==== EXCERPTED TEXT ====

However, the government plans to shift the focus to fiscal sustainability during the second half of the administration, and the capital injection into SOEs is expected to shrink from Rp 50.5 trillion in 2016 (revised budget) to Rp 4 trillion in 2017 (draft budget). That leaves the SOEs with only one option to fund their expansion: debt.

The SOE segment’s share in Indonesia’s debt increased gradually in the first half of the 2010s. At the end of 2015, SOEs accounted for 6.1 percent of bank loans and 19.8 percent of external debt. The shares are expected to rise at an accelerated pace as SOEs’ major infrastructure and factory construction projects begin in the coming years.

On top of injecting capital, the Jokowi government has taken steps to boost the borrowing capacity of SOEs. It is pursuing a plan to establish state-owned holding companies in various economic sectors. The holding companies are expected to have larger assets than the sum of individual SOEs. For example, when a holding company is established in the mining sector, the aggregate assets of mining SOEs are expected to expand from Rp 65.6 trillion to Rp 182.0 trillion.

====

TASK GOAL -
Reproduce the passage on Indonesian state-owned enterprise funding word for word, starting with "However, the government" and going on through "their expansion: debt.". The data that follows is not required for any part of this exercise.

==== SUPPLIED RECORDS ====

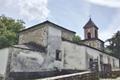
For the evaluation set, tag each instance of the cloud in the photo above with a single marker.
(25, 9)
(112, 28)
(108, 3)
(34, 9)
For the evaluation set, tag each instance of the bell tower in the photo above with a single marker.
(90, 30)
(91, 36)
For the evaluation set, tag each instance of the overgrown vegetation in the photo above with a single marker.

====
==== SUPPLIED RECORDS ====

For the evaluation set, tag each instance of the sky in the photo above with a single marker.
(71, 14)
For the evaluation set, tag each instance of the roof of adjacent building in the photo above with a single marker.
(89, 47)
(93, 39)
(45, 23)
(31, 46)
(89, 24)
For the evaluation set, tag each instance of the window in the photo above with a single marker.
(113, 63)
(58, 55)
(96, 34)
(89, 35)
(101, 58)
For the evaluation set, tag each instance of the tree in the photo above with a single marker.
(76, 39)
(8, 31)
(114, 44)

====
==== SUPPLIED RECORDS ====

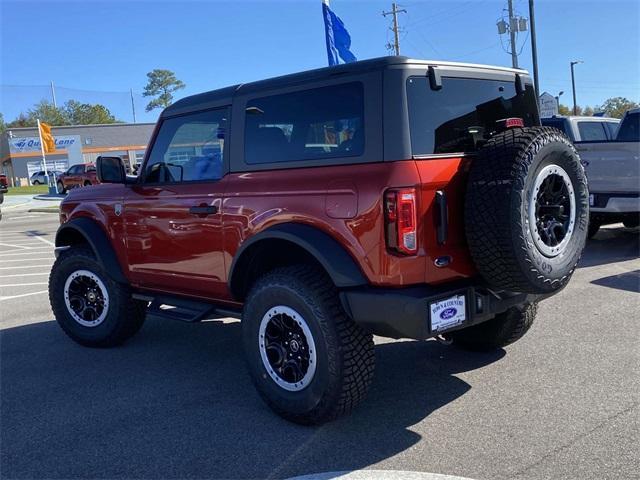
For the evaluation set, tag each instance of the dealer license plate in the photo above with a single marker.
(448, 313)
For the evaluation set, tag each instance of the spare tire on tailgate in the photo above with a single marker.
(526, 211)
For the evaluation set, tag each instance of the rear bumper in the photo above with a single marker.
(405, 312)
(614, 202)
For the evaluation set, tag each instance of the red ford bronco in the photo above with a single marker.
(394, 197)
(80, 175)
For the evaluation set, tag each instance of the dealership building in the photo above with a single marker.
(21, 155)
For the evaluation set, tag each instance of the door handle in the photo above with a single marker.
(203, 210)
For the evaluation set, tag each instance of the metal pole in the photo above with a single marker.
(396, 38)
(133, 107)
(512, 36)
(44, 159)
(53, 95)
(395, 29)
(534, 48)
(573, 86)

====

FINISHED ANSWER -
However, the government plans to shift the focus to fiscal sustainability during the second half of the administration, and the capital injection into SOEs is expected to shrink from Rp 50.5 trillion in 2016 (revised budget) to Rp 4 trillion in 2017 (draft budget). That leaves the SOEs with only one option to fund their expansion: debt.